● **Exercise instructions**: Set down, in full, every record in the block.

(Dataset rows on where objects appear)
----------------------------------------

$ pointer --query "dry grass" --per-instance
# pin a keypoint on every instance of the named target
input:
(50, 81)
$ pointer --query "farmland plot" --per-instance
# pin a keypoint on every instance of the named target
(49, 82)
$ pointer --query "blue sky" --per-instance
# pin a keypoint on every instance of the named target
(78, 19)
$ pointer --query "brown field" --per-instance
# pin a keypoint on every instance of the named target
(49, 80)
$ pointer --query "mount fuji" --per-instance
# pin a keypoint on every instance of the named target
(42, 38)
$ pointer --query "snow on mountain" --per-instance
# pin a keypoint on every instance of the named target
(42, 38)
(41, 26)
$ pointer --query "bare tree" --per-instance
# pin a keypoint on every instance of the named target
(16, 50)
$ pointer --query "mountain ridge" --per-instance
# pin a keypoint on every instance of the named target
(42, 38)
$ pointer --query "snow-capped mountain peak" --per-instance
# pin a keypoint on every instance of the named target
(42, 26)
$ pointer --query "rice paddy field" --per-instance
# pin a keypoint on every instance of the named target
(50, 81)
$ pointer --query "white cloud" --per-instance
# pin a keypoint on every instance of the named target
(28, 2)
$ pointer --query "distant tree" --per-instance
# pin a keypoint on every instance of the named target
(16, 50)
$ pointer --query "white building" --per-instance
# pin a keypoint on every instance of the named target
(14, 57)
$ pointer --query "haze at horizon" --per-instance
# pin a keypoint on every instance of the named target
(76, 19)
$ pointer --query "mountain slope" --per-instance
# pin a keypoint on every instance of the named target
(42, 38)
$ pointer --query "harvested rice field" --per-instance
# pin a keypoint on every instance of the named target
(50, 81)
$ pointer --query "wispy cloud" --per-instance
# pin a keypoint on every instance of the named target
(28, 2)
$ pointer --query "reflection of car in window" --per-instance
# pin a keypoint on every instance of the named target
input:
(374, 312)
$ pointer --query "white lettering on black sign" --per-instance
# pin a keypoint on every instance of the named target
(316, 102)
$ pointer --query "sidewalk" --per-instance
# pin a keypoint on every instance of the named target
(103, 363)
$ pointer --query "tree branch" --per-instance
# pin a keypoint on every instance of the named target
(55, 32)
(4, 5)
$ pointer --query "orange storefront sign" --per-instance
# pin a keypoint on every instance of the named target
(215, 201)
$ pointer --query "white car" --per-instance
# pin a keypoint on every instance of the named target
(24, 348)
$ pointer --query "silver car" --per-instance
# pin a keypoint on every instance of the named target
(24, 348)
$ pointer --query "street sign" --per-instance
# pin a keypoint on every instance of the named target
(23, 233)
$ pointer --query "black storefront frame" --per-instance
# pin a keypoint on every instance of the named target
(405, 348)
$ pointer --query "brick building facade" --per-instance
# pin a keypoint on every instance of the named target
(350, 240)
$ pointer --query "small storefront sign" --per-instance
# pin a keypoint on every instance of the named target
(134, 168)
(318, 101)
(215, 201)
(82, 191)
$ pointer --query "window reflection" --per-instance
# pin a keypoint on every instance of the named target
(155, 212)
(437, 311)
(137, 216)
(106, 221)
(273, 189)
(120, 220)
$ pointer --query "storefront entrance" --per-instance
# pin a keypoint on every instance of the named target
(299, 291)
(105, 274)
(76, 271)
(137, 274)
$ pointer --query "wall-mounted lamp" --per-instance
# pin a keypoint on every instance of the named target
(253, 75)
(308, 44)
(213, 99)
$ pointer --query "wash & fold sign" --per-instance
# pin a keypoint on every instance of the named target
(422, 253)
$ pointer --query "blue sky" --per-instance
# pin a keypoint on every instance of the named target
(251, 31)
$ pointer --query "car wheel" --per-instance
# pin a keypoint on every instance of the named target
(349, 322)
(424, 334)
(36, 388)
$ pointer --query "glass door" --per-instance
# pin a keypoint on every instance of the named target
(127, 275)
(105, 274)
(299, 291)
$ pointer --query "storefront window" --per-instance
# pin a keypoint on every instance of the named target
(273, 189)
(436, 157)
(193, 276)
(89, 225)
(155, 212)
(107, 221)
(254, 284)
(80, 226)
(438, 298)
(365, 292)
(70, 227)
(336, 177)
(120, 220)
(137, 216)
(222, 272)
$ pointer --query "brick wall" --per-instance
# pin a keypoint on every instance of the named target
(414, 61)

----------------------------------------

● **Expected output**:
$ pointer --query "dry grass" --per-instance
# pin a keypoint on every instance of the named target
input:
(50, 81)
$ pointer --query "farmland plot" --per-instance
# pin a keypoint on every instance of the named target
(49, 82)
$ pointer --query "blue sky" --per-instance
# pin a keypoint on every instance of the named target
(78, 19)
$ pointer --query "brown field" --per-instance
# pin a keypoint on every instance of the named target
(49, 80)
$ pointer --query "mount fuji" --per-instance
# pin a keypoint on every instance of the named target
(42, 38)
$ pointer --query "snow on mountain" --per-instance
# pin a keypoint on every instance of the named target
(42, 38)
(41, 26)
$ pointer --query "bare tree" --per-instance
# pin a keypoint on every instance of the named target
(16, 50)
$ pointer --query "mountain ridge" --per-instance
# pin a keypoint on every instance of the named target
(42, 38)
$ pointer --query "snow-capped mountain peak" --per-instance
# pin a keypoint on every instance of the named target
(42, 26)
$ pointer --query "rice paddy field" --per-instance
# pin a keypoint on every instance of the named target
(50, 81)
$ pointer --query "white cloud" --per-instance
# pin a keypoint on every instance of the named target
(28, 2)
$ pointer --query "distant tree" --per-instance
# pin a keypoint on every instance of the named target
(16, 50)
$ pointer --query "white building" --per-instance
# pin a keypoint on every instance of the named target
(14, 57)
$ pointer --query "haze at horizon" --per-instance
# pin a keypoint on every instance of the named target
(76, 19)
$ pointer --query "mountain slope" --per-instance
# pin a keypoint on every instance of the named target
(42, 38)
$ pointer --query "harvested rice field" --per-instance
# pin a keypoint on every instance of the named target
(50, 81)
$ pointer --query "wispy cloud" --per-instance
# pin a keypoint on every instance of the named target
(28, 2)
$ pointer --query "reflection of car in window" --per-instance
# pin a keypoint on every instance of the named target
input:
(374, 312)
$ pointer --query "white lettering on black sign" --per-instance
# pin a keypoint on every instance of the named target
(316, 102)
$ pointer --query "sidewalk" --per-instance
# pin a keypoint on every instance of the named target
(103, 363)
$ pointer --query "tree branch" --per-instance
# pin a keypoint on every instance of the named target
(55, 32)
(4, 5)
$ pointer --query "orange storefront sign" --per-instance
# pin a keypoint on every instance of the named target
(215, 201)
$ pointer --query "white car" --per-instance
# pin a keypoint on every instance of the named target
(24, 348)
$ pointer --query "silver car" --per-instance
# pin a keypoint on every instance of the named target
(24, 348)
$ pointer --query "street sign" --per-instance
# pin a keypoint on every instance of the named target
(23, 233)
$ pointer --query "black storefront frame" --per-instance
# pin a keypoint on every instance of the named target
(405, 348)
$ pointer --query "brick building facade" --per-instance
# pin a keypoint on every instance of the named target
(350, 240)
$ pointer --query "small storefront sign" --per-instance
# pin a keypoint on every instance of the named target
(134, 168)
(318, 101)
(215, 201)
(82, 191)
$ pointer --query "window reflection" --per-instance
# pin a keypoint on every instance of the named target
(155, 212)
(437, 311)
(137, 216)
(106, 221)
(273, 189)
(120, 220)
$ pointer --query "storefront entrance" --per-instance
# pin a keypoint on every instance of the named target
(299, 291)
(105, 274)
(76, 271)
(137, 274)
$ pointer --query "wall-mounted lamp" --per-instance
# pin a keypoint on every instance of the named target
(253, 75)
(308, 44)
(213, 99)
$ pointer --query "wash & fold sign" --per-instance
# pin a keypoint on every instance of the named target
(422, 253)
$ pointer --query "blue sky" --per-instance
# pin a keypoint on every instance of the named target
(251, 31)
$ pointer --query "car wheel" --per-instance
# pin a keypoint on every instance of the named target
(349, 322)
(424, 334)
(36, 388)
$ pointer --query "glass door" --per-instance
# pin a keypoint on every instance of the named target
(127, 275)
(105, 274)
(299, 291)
$ pointer --query "storefront window" --per-instance
# pin a keypoint on every instance of the named target
(273, 189)
(436, 157)
(193, 276)
(89, 225)
(155, 212)
(107, 221)
(254, 284)
(80, 226)
(438, 298)
(365, 292)
(70, 227)
(336, 177)
(120, 220)
(137, 216)
(222, 272)
$ pointer --query "brick wall" --per-instance
# pin a keypoint on every instance of the named target
(414, 61)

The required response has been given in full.